=== PROBLEM REQUIREMENTS ===
Return every line of the data below that contains the word "blade". Give each such line in full, keeping the order in which the lines appear.

-=-=-

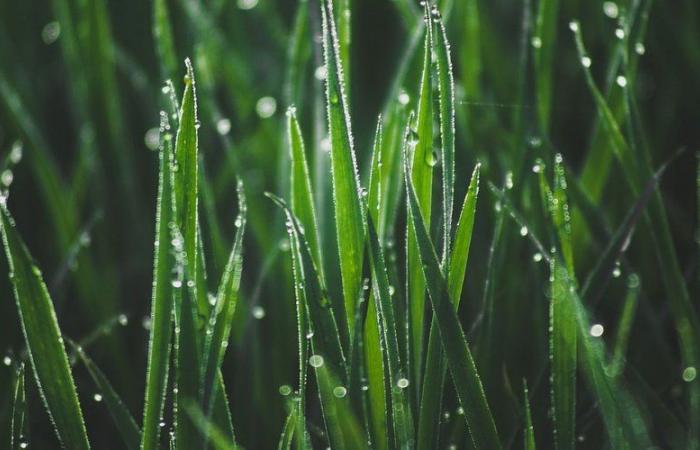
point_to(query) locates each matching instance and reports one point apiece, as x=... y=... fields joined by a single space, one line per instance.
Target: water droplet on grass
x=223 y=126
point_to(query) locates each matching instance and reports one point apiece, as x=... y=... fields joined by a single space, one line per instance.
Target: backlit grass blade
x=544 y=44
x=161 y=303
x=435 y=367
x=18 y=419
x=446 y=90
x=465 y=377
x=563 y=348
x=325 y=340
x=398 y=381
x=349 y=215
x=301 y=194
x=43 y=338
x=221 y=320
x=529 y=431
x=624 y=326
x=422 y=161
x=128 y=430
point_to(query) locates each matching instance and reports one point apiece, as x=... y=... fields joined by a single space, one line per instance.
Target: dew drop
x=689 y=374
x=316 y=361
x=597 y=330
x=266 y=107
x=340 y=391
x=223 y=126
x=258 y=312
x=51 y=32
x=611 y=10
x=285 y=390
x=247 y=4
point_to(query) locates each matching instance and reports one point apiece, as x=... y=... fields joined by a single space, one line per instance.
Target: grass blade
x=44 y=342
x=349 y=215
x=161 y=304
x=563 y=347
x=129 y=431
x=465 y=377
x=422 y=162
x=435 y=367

-=-=-

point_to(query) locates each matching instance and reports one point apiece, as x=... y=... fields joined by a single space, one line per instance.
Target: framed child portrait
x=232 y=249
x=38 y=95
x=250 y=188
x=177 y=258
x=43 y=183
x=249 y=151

-=-=-

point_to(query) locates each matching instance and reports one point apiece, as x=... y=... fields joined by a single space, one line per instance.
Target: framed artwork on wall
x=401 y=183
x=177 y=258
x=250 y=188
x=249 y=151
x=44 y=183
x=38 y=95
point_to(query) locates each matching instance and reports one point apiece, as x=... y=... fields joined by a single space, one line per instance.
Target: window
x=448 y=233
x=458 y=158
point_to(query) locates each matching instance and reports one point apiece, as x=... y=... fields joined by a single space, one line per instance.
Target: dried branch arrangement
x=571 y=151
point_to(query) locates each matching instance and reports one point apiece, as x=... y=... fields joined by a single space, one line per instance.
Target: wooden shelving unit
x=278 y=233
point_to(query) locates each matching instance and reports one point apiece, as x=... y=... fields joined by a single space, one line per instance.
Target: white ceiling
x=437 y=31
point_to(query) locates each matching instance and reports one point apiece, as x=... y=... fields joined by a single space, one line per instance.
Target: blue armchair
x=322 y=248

-=-=-

=== REPLY TO THE TASK ===
Target: backlit grass blade
Target: grass blade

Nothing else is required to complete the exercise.